**REQUIREMENT**
Resume the text on boxer Sean Monaghan after its final sentence and write the next part of his biography.

**DOCUMENT SEGMENT**

Sean Monaghan (born May 21, 1981) is an American professional boxer of Irish descent competing in the light-heavyweight division.

Background

Before he was a professional boxer, he had a job as a bricklayer. His parents are from County Meath, Ireland.

Amateur career
Monaghan had about 15 amateur fights.

Before deciding to join the pro ranks, Monaghan competed in the 2009 New York Golden Gloves competition, losing at the final on points to Joe Smith Jr., at Madison Square Garden.

Professional career

Monaghan vs. Trigueno 
Monaghan made his professional debut in his hometown. He faced Simeon Trigueno. A body shot sent Trigueno down to a knee for an eight count. He beat the count but was dropped again by a straight right hand to the head and was saved by the bell to end the round. The ringside doctor put an end to the bout citing an injury. Monaghan was credited with a first round TKO.

Monaghan vs. Pietrantonio 
Monaghan scored a fifth round TKO over Anthony Pietrantonio in the Garden's WaMu Theatre on October 22, 2011.

Monaghan vs. Johnson 
On June 14 in front of a capacity crowd at NY's Roseland Ballroom, Monaghan became the new WBC Continental Americas Light Heavyweight Champion with an 8th round TKO over Romaro Johnson

Monaghan has been working on sharpening his technique with greater emphasis on speed, head movement and combination work as opposed to merely looking to land the devastating kill shot, although he still possesses a keen ability to score knockouts.

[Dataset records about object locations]
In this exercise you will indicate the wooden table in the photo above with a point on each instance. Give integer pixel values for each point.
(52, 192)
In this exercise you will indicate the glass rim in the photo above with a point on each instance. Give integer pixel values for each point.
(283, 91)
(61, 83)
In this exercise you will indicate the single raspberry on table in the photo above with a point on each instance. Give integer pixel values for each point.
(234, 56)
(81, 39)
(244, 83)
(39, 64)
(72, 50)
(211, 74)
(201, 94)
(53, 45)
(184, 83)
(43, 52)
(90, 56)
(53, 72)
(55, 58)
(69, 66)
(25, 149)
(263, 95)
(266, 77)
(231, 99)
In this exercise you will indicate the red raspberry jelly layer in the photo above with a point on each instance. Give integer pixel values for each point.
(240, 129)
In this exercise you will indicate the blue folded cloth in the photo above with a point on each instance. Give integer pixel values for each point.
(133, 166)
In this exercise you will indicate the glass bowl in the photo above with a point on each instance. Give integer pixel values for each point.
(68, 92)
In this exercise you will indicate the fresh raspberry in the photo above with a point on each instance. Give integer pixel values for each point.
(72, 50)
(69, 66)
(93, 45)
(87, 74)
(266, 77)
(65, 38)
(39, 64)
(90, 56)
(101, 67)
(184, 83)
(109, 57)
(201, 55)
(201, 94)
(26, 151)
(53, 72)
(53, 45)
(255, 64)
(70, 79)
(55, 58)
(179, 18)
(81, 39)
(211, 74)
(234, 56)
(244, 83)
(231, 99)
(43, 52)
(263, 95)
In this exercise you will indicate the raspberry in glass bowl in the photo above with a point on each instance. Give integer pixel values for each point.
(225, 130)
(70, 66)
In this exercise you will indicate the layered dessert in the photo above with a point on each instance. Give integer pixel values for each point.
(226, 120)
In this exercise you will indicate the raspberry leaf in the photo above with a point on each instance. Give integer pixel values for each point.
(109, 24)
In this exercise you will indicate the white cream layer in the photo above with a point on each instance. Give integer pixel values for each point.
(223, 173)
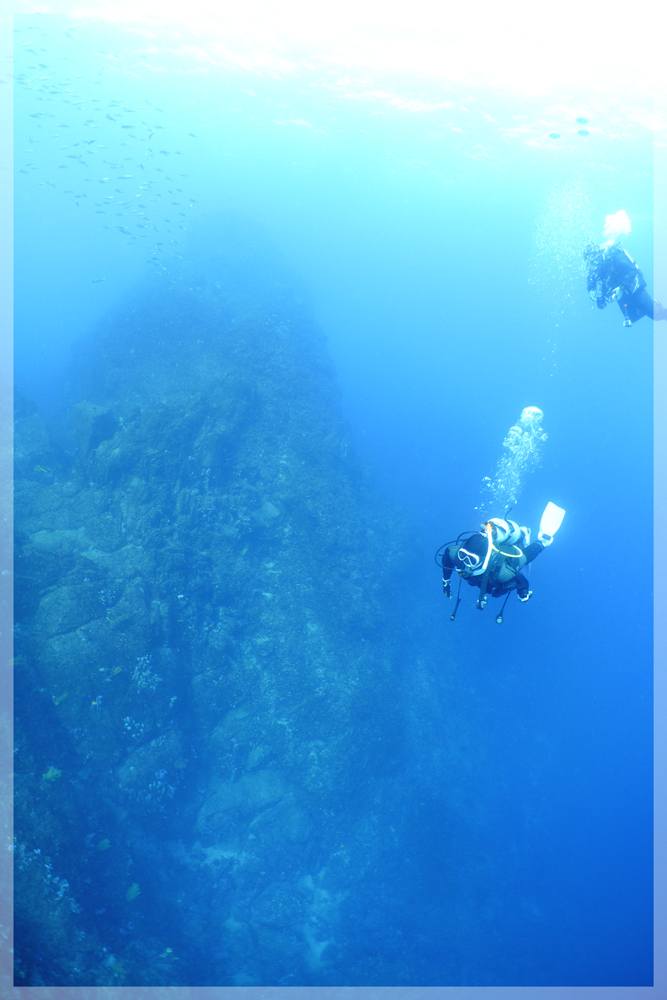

**OUTPUT OF THE TASK**
Monaghan vs. Cantrell 
Monaghan appeared on the undercard of the WBO featherweight championship fight between Orlando Salido and challenger Mikey Garcia at Madison Square Garden Theater on January 19, 2013 where he defeated Roger Cantrell by unanimous decision in an eight-round fight.

Monaghan vs. Stanley 
On the April 13th Donaire-Rigondeaux undercard at The Radio City Music Hall Monaghan scored a first-round knockout of journeyman Dion Stanley (overhand right). This knockout propelled his career - convincing Top Rank Boxing's Bob Arum to sign the popular fighter.

Monaghan vs. Barrera 
Monaghan was defeated by Sullivan Barrera via unanimous decision in their 10 round contest on 3rd November, 2018. The scorecards were announced as 99-91, 99-91, 98-92 in favor of Barrera.

Monaghan vs. Johnson 
In his next bout, Monaghan faced Callum Johnson, ranked #15 by the IBF at light heavyweight. Johnson beat Monaghan by technical knockout in the 3rd round.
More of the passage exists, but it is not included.